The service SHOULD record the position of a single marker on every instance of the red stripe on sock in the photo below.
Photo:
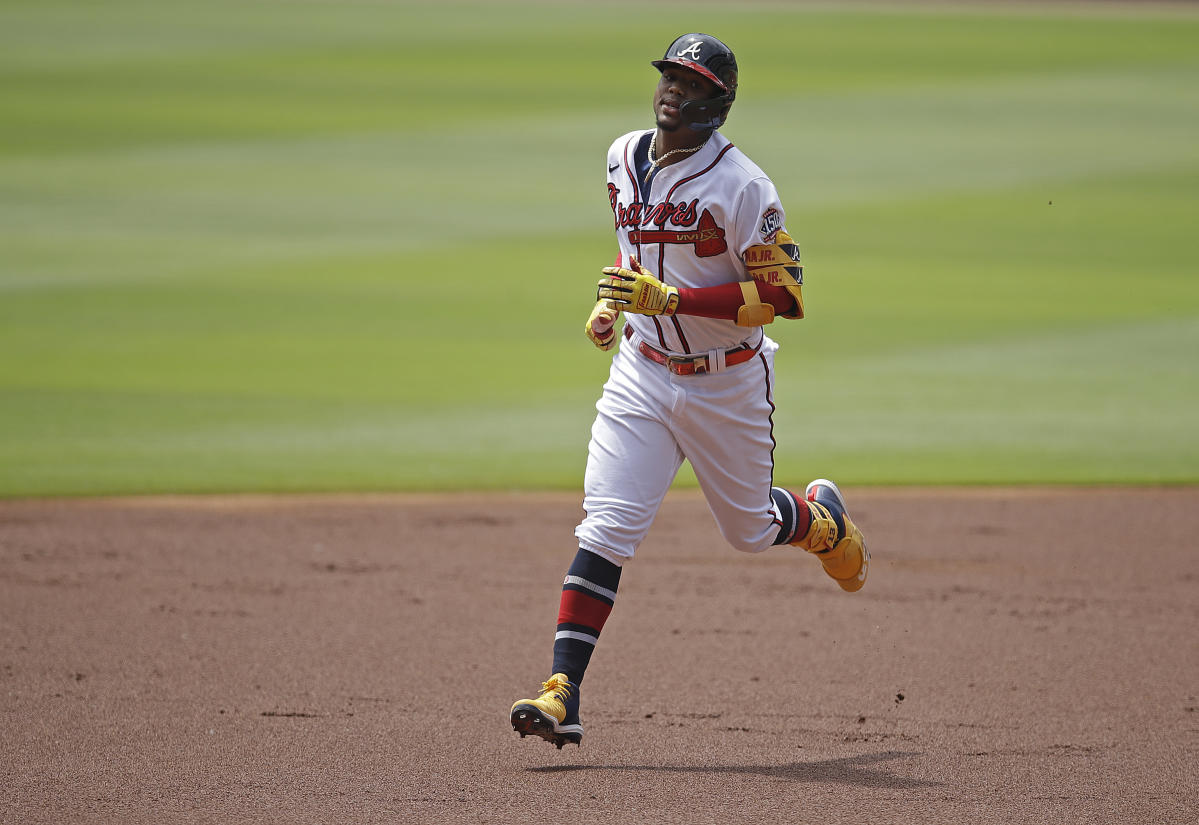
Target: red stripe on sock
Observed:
(578, 608)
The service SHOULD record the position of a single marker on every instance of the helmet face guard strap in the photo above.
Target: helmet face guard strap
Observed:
(706, 115)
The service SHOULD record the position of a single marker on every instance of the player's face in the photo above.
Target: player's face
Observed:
(675, 88)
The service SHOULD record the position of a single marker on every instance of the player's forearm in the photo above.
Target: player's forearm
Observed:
(724, 300)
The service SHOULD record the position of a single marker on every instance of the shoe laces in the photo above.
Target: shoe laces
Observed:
(556, 686)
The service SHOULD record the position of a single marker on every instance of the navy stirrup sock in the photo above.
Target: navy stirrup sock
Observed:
(588, 596)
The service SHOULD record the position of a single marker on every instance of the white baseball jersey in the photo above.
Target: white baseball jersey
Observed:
(690, 226)
(691, 229)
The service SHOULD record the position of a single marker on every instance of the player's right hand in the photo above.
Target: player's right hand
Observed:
(601, 325)
(637, 290)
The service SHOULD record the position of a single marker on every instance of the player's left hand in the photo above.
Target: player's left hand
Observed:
(637, 290)
(601, 326)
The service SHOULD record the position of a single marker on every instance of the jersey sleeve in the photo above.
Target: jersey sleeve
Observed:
(758, 216)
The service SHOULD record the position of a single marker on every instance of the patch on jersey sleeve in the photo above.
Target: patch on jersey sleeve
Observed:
(771, 222)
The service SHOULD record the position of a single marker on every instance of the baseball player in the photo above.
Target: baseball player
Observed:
(705, 263)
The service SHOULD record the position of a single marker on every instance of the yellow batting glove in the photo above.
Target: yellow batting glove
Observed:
(637, 290)
(601, 325)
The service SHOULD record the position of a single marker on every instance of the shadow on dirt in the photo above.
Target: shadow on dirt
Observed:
(849, 770)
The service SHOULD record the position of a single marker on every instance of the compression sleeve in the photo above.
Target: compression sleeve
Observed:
(724, 300)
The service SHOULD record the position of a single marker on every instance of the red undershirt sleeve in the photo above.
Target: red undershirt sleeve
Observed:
(724, 300)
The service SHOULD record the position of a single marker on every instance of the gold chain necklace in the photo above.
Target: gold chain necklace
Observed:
(656, 162)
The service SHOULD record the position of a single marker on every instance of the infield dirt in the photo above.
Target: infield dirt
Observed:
(1017, 656)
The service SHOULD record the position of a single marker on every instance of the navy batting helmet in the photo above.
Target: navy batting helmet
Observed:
(712, 59)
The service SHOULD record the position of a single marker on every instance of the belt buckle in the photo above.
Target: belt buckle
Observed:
(678, 365)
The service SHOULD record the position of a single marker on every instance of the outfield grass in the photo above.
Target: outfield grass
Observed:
(300, 246)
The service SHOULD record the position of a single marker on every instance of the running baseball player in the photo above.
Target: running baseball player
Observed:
(705, 263)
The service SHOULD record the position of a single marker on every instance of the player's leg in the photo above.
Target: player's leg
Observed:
(632, 458)
(729, 441)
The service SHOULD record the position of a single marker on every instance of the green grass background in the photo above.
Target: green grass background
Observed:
(311, 246)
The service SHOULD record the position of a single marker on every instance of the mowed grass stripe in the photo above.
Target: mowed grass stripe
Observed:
(241, 248)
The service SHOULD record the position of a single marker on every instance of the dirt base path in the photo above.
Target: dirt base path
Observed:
(1017, 656)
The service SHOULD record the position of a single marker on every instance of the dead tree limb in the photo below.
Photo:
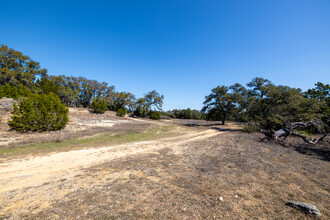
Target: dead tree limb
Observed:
(279, 136)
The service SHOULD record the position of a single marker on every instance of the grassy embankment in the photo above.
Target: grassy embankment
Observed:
(101, 140)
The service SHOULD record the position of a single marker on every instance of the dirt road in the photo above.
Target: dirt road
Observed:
(34, 179)
(179, 177)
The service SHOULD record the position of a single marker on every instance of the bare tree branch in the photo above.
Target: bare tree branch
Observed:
(279, 136)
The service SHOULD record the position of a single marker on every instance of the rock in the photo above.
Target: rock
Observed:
(304, 207)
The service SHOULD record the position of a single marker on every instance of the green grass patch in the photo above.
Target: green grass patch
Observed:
(86, 142)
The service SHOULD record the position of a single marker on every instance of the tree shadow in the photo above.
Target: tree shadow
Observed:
(321, 151)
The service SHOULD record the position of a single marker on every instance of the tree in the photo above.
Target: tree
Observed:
(281, 105)
(152, 100)
(18, 69)
(39, 112)
(99, 106)
(223, 102)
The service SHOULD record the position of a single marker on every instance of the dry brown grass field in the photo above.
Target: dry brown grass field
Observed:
(105, 167)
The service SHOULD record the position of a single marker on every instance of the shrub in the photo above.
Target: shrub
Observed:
(99, 106)
(155, 115)
(251, 127)
(39, 112)
(121, 112)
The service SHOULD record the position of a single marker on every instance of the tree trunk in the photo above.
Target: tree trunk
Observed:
(279, 136)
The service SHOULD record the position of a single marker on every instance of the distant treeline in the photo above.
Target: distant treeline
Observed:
(260, 103)
(20, 76)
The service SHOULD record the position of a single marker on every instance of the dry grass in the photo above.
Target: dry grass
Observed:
(255, 180)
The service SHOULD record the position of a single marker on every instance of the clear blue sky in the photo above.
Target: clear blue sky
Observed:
(181, 48)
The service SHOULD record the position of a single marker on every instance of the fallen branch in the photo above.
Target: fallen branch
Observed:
(279, 136)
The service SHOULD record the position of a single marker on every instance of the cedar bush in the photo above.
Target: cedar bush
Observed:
(99, 106)
(39, 112)
(121, 112)
(155, 115)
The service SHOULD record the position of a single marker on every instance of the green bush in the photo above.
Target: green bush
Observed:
(39, 112)
(121, 112)
(155, 115)
(99, 106)
(14, 91)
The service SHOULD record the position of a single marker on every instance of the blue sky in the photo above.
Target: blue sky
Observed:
(181, 48)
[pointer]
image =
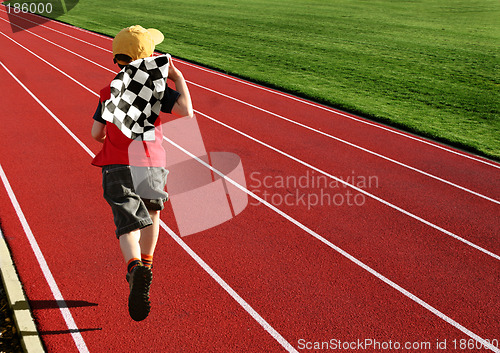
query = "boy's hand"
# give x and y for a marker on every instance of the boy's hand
(183, 107)
(173, 73)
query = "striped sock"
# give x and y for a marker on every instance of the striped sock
(132, 264)
(147, 260)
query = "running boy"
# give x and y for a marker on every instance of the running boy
(128, 112)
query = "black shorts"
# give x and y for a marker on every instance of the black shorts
(132, 192)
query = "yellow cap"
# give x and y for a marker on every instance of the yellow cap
(136, 42)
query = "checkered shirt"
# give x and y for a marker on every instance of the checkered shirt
(136, 94)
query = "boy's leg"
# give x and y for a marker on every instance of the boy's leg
(129, 244)
(149, 238)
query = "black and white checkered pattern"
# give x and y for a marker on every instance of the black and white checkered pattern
(136, 94)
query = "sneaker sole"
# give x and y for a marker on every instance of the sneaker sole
(139, 305)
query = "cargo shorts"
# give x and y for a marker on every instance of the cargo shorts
(132, 192)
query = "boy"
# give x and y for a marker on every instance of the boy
(128, 112)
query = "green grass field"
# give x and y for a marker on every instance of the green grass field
(428, 66)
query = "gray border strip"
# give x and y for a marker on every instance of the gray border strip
(18, 302)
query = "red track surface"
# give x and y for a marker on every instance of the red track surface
(418, 262)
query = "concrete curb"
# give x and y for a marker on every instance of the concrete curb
(24, 321)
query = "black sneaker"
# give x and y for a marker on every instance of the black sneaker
(138, 301)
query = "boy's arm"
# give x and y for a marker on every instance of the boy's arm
(99, 131)
(183, 107)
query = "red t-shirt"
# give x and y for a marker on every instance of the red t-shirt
(119, 149)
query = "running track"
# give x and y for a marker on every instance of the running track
(417, 261)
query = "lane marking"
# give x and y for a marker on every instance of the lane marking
(56, 293)
(289, 120)
(379, 199)
(344, 253)
(351, 144)
(285, 95)
(332, 246)
(252, 312)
· · · ·
# WORK TO COMPLETE
Images must not appear; print each record precisely as it reads.

# ANSWER TO THIS EXERCISE
The service SHOULD record the position of a single marker on every instance of the red stripe on sock in the photo below.
Photo:
Target: red stripe on sock
Observed:
(578, 608)
The service SHOULD record the position of a single marker on every instance of the helmet face guard strap in the photo above.
Target: helmet face guard strap
Observed:
(706, 115)
The service SHOULD record the position of a single marker on every instance of the player's face in the photo above.
Target: player's face
Observed:
(675, 88)
The service SHOULD record the position of a single marker on every instance of the player's forearm in the photo above.
Target: player's forearm
Observed:
(724, 300)
The service SHOULD record the position of a single marker on every instance of the shoe laces in the photo above.
Target: shoe laces
Observed:
(556, 686)
The service SHOULD record the position of a single marker on every instance of the navy stirrup sock in the photo above.
Target: navy stirrup sock
Observed:
(588, 596)
The service SHOULD record the position of a single marker on every instance of the white baseball jersey in the photo above.
Target: white baseball jersey
Observed:
(690, 226)
(691, 229)
The service SHOULD record the position of a single marker on every instance of the player's right hand in the photo above.
Target: player's right hand
Observed:
(601, 325)
(637, 290)
The service SHOULD record the position of a single marker on every instance of the player's left hand in the photo above.
Target: player's left hand
Observed:
(637, 290)
(601, 326)
The service SHOULD record the position of a single marker on every instance of the jersey sleeve in the photo above.
Target: jersey sleeve
Observed:
(758, 216)
The service SHOULD record the position of a single marker on every instance of the patch on jersey sleeve in the photo above.
Target: patch on jersey sleeve
Observed:
(771, 222)
The service SHOULD record the position of a single marker on every instance of the baseball player in the photo above.
Target: baseball player
Observed:
(705, 263)
The service SHOULD record the position of a single marker on every instance of the yellow batting glove in the photo above.
Target: yellow batting glove
Observed:
(637, 290)
(601, 325)
The service SHOULD record the position of a single marker on every instance of the shadow on dirt in the photo above.
Target: shadow on dirt
Observed:
(849, 770)
The service SHOULD record the position of a single marker on every instance of the compression sleeve in the photo above.
Target: compression sleeve
Observed:
(724, 300)
The service SHOULD record the position of a single marker on every instance of the red undershirt sleeve in the photo above.
Target: red undershirt sleeve
Observed:
(724, 300)
The service SHOULD record the position of a single marker on every instance of the gold chain necklace in the photo above.
Target: gold chain necklace
Observed:
(656, 162)
The service SHOULD record the position of a single marker on every instance of the infield dirt in the photo above.
Target: infield dirt
Observed:
(1017, 656)
The service SHOULD record the position of a single marker on every instance of the navy batting helmet in the photo above.
Target: navy batting helmet
Observed:
(712, 59)
The service SHOULD record the position of a single marker on every instance of the belt buckle in the photo above.
Target: belt buckle
Observed:
(678, 365)
The service SHOULD record the position of a single marker on every instance of the outfield grass in the photo above.
Target: outfield grass
Observed:
(300, 246)
The service SHOULD record the position of a single marker on every instance of the running baseball player in the photo above.
Target: running baseball player
Observed:
(705, 263)
The service SHOULD record the position of a single marker on every instance of the player's leg in the photo above.
Target: player's leg
Observed:
(632, 458)
(729, 441)
The service SHOULD record the position of a single marker on every instance of the green grass background in the photo above.
Target: green grass background
Observed:
(311, 246)
The service SHOULD record the position of a single marker on every instance of the mowed grass stripe in the photo above.
Target: mowed grass stripe
Observed:
(241, 248)
The service SHOULD record the position of a single marker on every instance of the dirt base path in the photo above.
Target: dirt base path
Observed:
(1017, 656)
The service SHOULD record the position of a single marker on every instance of the dead tree limb in the photo below.
Photo:
Target: dead tree limb
Observed:
(279, 136)
The service SHOULD record the position of a single marker on every instance of the grassy embankment in the photo above.
Target: grassy embankment
Observed:
(101, 140)
The service SHOULD record the position of a single marker on every instance of the dirt road in the photo above.
Target: dirt road
Observed:
(34, 179)
(179, 177)
The service SHOULD record the position of a single marker on every instance of the bare tree branch in the photo above.
Target: bare tree branch
Observed:
(279, 136)
The service SHOULD record the position of a single marker on every instance of the rock in the photo above.
Target: rock
Observed:
(304, 207)
The service SHOULD record the position of a single marker on every instance of the green grass patch in the photo above.
Target: green grass patch
Observed:
(86, 142)
The service SHOULD record the position of a single marker on every instance of the tree shadow in the photo above.
Target: tree shadow
Observed:
(321, 151)
The service SHOULD record the position of a single marker on every instance of the tree in the photo above.
Target: tree
Observed:
(281, 105)
(152, 100)
(18, 69)
(39, 112)
(99, 106)
(223, 102)
The service SHOULD record the position of a single marker on every instance of the dry brown grass field in the photo above.
Target: dry brown grass field
Observed:
(105, 167)
The service SHOULD record the position of a single marker on every instance of the shrub in the photo above.
Target: shrub
Observed:
(99, 106)
(155, 115)
(251, 127)
(39, 112)
(121, 112)
The service SHOULD record the position of a single marker on every instance of the tree trunk in the photo above.
Target: tree trunk
Observed:
(279, 136)
The service SHOULD record the position of a single marker on every instance of the distant treeline in the photo above.
Target: distant treeline
Observed:
(260, 103)
(20, 76)
The service SHOULD record the position of a single marker on every instance of the dry grass in the photo above.
Target: dry grass
Observed:
(255, 180)
The service SHOULD record the position of a single marker on every instance of the clear blue sky in the photo above.
Target: clear blue sky
Observed:
(181, 48)
The service SHOULD record the position of a single marker on every instance of the fallen branch in the photo above.
Target: fallen branch
Observed:
(279, 136)
The service SHOULD record the position of a single marker on every instance of the cedar bush in the photo above.
Target: cedar bush
Observed:
(99, 106)
(39, 112)
(121, 112)
(155, 115)
The service SHOULD record the position of a single marker on every instance of the green bush in the photo above.
Target: green bush
Observed:
(39, 112)
(121, 112)
(155, 115)
(99, 106)
(14, 91)
The service SHOULD record the position of a single marker on every instance of the blue sky in the photo above.
Target: blue sky
Observed:
(181, 48)
[pointer]
image =
query = "boy's hand"
# give x and y for a marker on every instance of the boy's hand
(183, 107)
(173, 73)
query = "striped sock"
# give x and y for a marker on every instance of the striped sock
(132, 264)
(147, 260)
query = "running boy"
# give x and y for a marker on every instance of the running boy
(128, 112)
query = "black shorts"
# give x and y for a marker on every instance of the black shorts
(132, 192)
query = "yellow cap"
# give x and y for a marker on every instance of the yellow cap
(136, 42)
query = "checkered shirt"
# give x and y for a marker on every instance of the checkered shirt
(136, 94)
query = "boy's leg"
# give x and y for a marker on every instance of the boy's leg
(129, 244)
(149, 238)
query = "black and white checkered pattern"
# give x and y for a marker on every instance of the black and white checkered pattern
(136, 94)
query = "sneaker sole"
# give x and y for a marker on every instance of the sneaker sole
(139, 305)
query = "cargo shorts"
# give x and y for a marker on every instance of the cargo shorts
(132, 192)
query = "boy"
# give x and y for a marker on every instance of the boy
(128, 112)
query = "green grass field"
# give x and y for a marker on every instance of the green grass field
(428, 66)
query = "gray border strip"
# give x and y for a marker on every instance of the gray border strip
(18, 302)
query = "red track surface"
# give x and y for a marker on every instance of the red track surface
(418, 262)
query = "concrete curb"
# give x and y for a marker on every instance of the concrete curb
(24, 321)
query = "black sneaker"
# give x and y for a marker on every instance of the black sneaker
(138, 301)
query = "boy's arm"
# give x and y for a marker on every instance of the boy's arm
(99, 131)
(183, 107)
query = "red t-shirt"
# give x and y for a marker on every instance of the red t-shirt
(119, 149)
query = "running track"
# give x and y for a marker on every instance of the running track
(417, 261)
query = "lane marking"
# give x and y for a marker on every instance of the lane marking
(56, 293)
(289, 120)
(379, 199)
(344, 253)
(351, 144)
(285, 95)
(332, 246)
(252, 312)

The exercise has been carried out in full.